[Source]

==============================

1

I am using this re.match call to get only "proper" strings:

re.match('^[A-Za-z0-9\.\,\:\;\!\?\(\)]', str)

But I am getting some garbage too, like # and _. How is that possible? What am I doing wrong?

Thanks!

Ibrahim Najjar
  • 19,178
  • 4
  • 69
  • 95
striatum
  • 1,428
  • 3
  • 14
  • 31
  • 4
    Can you show sample input, and output? – Rohit Jain Sep 03 '13 at 14:15
  • 1
    `print re.match('^[A-Za-z0-9\.\,\:\;\!\?\(\)]', "#")` returns `None`, as expected. Please clarify the question with some examples. – Stefano Sanfilippo Sep 03 '13 at 14:18
  • 1
    You don't need the start-of-line `^` anchor with `match()` because it only finds matches at the beginning of the string. – Ibrahim Najjar Sep 03 '13 at 14:22
  • Usually you don't have to escape special characters other than `[]` inside a character-class. – Vince Sep 03 '13 at 14:22
  • You don't have to escape anything (except `^`) inside character sets, just FYI. – Henry Keiter Sep 03 '13 at 14:22
  • None of those characters are metacharacters inside the brackets - they need not be escaped. Some of them, (`,` and `;`) aren't metacharacters at in regex at all. Unnecessary escapes turn your regex into unreadable character soup - I would recommend not using them. – FrankieTheKneeMan Sep 03 '13 at 14:22
  • Actually, Vince and henry, you're both kind of right, and kind of wrong - inside a character set you only **need** to escape the closing bracket `]`, but the characters `^` and `-` both have special meanings relative to their position in the set, and so may need to be escaped (or moved). – FrankieTheKneeMan Sep 03 '13 at 14:24
  • @FrankieTheKneeMan: The `]` can be moved at the first position, then you don't need to escape it. Take a look at this incredible post: http://stackoverflow.com/questions/17845014/what-does-the-regex-mean/17845034#17845034 – Casimir et Hippolyte Sep 03 '13 at 14:30
  • @CasimiretHippolyte Awesome. – FrankieTheKneeMan Sep 03 '13 at 14:35

1 Answers1

4

Use this to check all characters until the end of your string, otherwhise your pattern will only check the first character:

re.match('^[A-Za-z0-9.,:;!?()]+$', str)

==============================

[Record excerpts]
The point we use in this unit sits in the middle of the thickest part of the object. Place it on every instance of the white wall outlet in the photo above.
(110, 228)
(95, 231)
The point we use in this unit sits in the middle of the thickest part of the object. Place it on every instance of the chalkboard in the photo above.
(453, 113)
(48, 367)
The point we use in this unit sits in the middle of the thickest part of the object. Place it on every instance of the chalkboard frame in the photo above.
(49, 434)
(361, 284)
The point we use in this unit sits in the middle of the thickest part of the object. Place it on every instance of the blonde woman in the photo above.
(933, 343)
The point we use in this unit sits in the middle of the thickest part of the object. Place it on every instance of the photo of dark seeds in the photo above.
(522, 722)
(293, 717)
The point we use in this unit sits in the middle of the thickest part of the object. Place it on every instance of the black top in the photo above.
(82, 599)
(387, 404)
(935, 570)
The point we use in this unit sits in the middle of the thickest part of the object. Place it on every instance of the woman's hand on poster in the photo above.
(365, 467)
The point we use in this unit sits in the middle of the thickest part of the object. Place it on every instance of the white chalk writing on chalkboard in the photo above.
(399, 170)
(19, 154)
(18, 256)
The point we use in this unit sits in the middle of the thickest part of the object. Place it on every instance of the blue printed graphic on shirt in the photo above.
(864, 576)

==============================

[Problems]
- a) Condense the comment in the regex thread that begins "None of those characters are metacharacters" into a short list that keeps its main points.
- b) Please give again, word for word, the part of the regex thread that opens with the words containing "Use this to" and closes with "re.match('^[A-Za-z0-9.,:;!?()]+$', str)".
The listing is separate material, apart from the regex thread.

[Written responses]
- a)
- The characters in the pattern are not metacharacters inside the brackets, so they need no escaping.
- Two of them, `,` and `;`, are not metacharacters in regex at all.
- Unnecessary escapes make a regex unreadable, so the commenter recommends not using them.

- b)
Use this to check all characters until the end of your string, otherwhise your pattern will only check the first character:

re.match('^[A-Za-z0-9.,:;!?()]+$', str)